* Problem statement: Reproduce each of the records below verbatim, omitting the pictures.

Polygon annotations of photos

########

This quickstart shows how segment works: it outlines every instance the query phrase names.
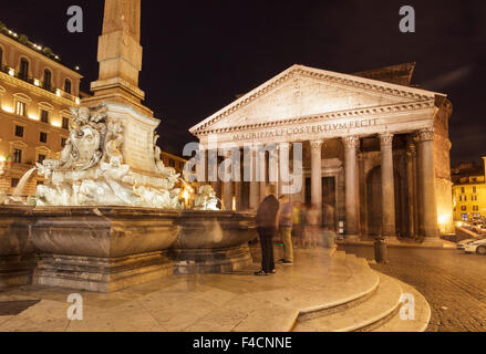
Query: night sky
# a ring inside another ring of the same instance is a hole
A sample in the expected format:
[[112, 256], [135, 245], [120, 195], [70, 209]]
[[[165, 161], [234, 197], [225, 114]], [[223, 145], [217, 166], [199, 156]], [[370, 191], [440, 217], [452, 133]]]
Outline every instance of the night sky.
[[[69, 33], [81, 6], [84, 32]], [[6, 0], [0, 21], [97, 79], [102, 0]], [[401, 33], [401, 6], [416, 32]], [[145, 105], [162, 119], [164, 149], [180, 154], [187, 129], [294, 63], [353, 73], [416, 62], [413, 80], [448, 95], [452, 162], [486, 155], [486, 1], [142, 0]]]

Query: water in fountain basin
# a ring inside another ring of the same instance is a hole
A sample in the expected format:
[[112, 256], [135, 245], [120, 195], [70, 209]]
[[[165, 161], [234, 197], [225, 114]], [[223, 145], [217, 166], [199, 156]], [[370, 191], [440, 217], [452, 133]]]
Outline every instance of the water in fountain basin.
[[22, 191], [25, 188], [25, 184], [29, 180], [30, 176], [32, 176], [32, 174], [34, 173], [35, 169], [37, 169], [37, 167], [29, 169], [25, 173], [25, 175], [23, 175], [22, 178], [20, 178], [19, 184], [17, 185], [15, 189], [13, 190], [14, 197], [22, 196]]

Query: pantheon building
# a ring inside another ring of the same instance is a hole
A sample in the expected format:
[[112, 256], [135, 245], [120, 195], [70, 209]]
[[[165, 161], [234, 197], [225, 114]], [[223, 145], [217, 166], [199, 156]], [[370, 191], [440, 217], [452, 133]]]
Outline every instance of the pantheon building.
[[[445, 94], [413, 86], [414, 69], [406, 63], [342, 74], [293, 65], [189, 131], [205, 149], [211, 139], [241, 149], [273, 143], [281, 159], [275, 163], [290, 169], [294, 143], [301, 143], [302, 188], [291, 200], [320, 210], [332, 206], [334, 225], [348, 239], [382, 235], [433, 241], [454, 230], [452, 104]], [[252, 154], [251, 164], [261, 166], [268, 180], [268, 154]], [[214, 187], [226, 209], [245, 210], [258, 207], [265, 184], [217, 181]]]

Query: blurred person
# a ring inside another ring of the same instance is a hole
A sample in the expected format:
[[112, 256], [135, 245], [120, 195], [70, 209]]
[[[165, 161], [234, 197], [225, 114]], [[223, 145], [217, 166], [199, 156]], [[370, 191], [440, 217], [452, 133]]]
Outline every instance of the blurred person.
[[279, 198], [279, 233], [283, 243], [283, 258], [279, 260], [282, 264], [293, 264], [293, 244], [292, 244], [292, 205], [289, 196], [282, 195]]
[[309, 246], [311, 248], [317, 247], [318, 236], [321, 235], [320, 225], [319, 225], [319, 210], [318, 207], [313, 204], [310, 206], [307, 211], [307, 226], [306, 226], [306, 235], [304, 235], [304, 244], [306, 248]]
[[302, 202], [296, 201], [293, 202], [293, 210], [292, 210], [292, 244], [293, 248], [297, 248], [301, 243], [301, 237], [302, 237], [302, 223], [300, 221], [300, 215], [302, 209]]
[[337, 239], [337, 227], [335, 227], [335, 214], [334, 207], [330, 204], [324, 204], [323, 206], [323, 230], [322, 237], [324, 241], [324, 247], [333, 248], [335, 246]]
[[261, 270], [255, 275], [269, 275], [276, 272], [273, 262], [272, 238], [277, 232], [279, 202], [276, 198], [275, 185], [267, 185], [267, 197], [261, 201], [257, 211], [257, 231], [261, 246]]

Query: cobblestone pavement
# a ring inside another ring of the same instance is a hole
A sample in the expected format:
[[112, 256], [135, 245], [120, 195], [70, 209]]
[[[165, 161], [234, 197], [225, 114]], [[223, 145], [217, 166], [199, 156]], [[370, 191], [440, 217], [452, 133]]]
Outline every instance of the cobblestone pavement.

########

* Problem solution:
This quickstart shows how segment works: it outlines every instance the query phrase names.
Query: night sky
# a ring inside another ring of the same instance is a hole
A sample in the expected format:
[[112, 256], [135, 245], [120, 195], [70, 209]]
[[[165, 161], [234, 197], [225, 114]], [[223, 145], [217, 166], [199, 156]], [[370, 191], [440, 217], [452, 133]]]
Outline every instance of the night sky.
[[[69, 33], [81, 6], [84, 32]], [[6, 0], [0, 21], [97, 79], [102, 0]], [[401, 33], [401, 6], [416, 32]], [[145, 105], [162, 119], [164, 149], [180, 154], [187, 129], [294, 63], [353, 73], [416, 62], [413, 80], [448, 95], [452, 162], [486, 155], [486, 1], [142, 0]]]

Query: water in fountain basin
# a ring inside another ring of the same instance is a hole
A sample in the expected format:
[[112, 256], [135, 245], [120, 195], [70, 209]]
[[[165, 161], [234, 197], [225, 114]], [[223, 145], [217, 166], [199, 156]], [[370, 191], [440, 217], [452, 133]]]
Outline every instance of the water in fountain basin.
[[22, 191], [25, 188], [25, 184], [29, 180], [30, 176], [32, 176], [32, 174], [34, 173], [35, 169], [37, 169], [37, 167], [29, 169], [25, 173], [25, 175], [23, 175], [22, 178], [20, 178], [19, 184], [17, 185], [15, 189], [13, 190], [14, 197], [22, 196]]

Query: pantheon building
# a ring inside another ring of the same instance is a hole
A sample in the expected format:
[[112, 256], [135, 245], [120, 195], [70, 209]]
[[[165, 161], [234, 197], [225, 114]], [[223, 145], [217, 166], [199, 156]], [[370, 191], [440, 217], [452, 133]]]
Outline every instance of the pantheon building.
[[[445, 94], [413, 86], [414, 69], [406, 63], [342, 74], [293, 65], [189, 131], [205, 149], [211, 139], [241, 149], [273, 143], [281, 159], [275, 163], [290, 169], [294, 143], [301, 143], [302, 188], [291, 200], [320, 210], [332, 206], [334, 225], [348, 239], [382, 235], [433, 241], [454, 230], [452, 104]], [[252, 154], [251, 164], [261, 166], [268, 180], [268, 154]], [[214, 187], [226, 209], [245, 210], [258, 207], [265, 184], [217, 181]]]

Query: blurred person
# a ring inside another ring of the same instance is a hole
A sample in the expected format:
[[112, 256], [135, 245], [120, 195], [70, 209]]
[[[165, 161], [234, 197], [225, 114]], [[223, 145], [217, 166], [199, 156]], [[370, 191], [440, 217], [452, 133]]]
Outline every instance of the blurred person.
[[279, 198], [279, 233], [283, 243], [283, 258], [279, 260], [282, 264], [293, 264], [293, 244], [292, 244], [292, 205], [289, 196], [282, 195]]
[[309, 246], [311, 248], [317, 247], [318, 236], [321, 235], [320, 225], [319, 225], [319, 210], [318, 207], [313, 204], [310, 206], [307, 211], [307, 226], [306, 226], [306, 235], [304, 235], [304, 244], [306, 248]]
[[302, 202], [296, 201], [293, 202], [293, 210], [292, 210], [292, 244], [293, 248], [297, 248], [301, 243], [301, 237], [302, 237], [302, 223], [300, 221], [300, 215], [302, 209]]
[[337, 239], [337, 227], [335, 227], [335, 214], [334, 207], [330, 204], [324, 204], [323, 206], [323, 230], [322, 237], [324, 241], [324, 247], [333, 248], [335, 246]]
[[261, 270], [255, 275], [269, 275], [276, 272], [273, 262], [272, 238], [277, 232], [279, 202], [276, 198], [275, 185], [267, 185], [267, 197], [261, 201], [257, 211], [257, 231], [261, 246]]

Query: cobblestone pavement
# a ring inside another ring of the same instance is a hole
A sample in the expected format:
[[112, 256], [135, 245], [120, 195], [70, 209]]
[[[165, 161], [234, 197], [225, 114]], [[223, 145], [217, 166], [199, 156]], [[370, 191], [440, 217], [452, 133]]]
Outline every instance of the cobblestone pavement.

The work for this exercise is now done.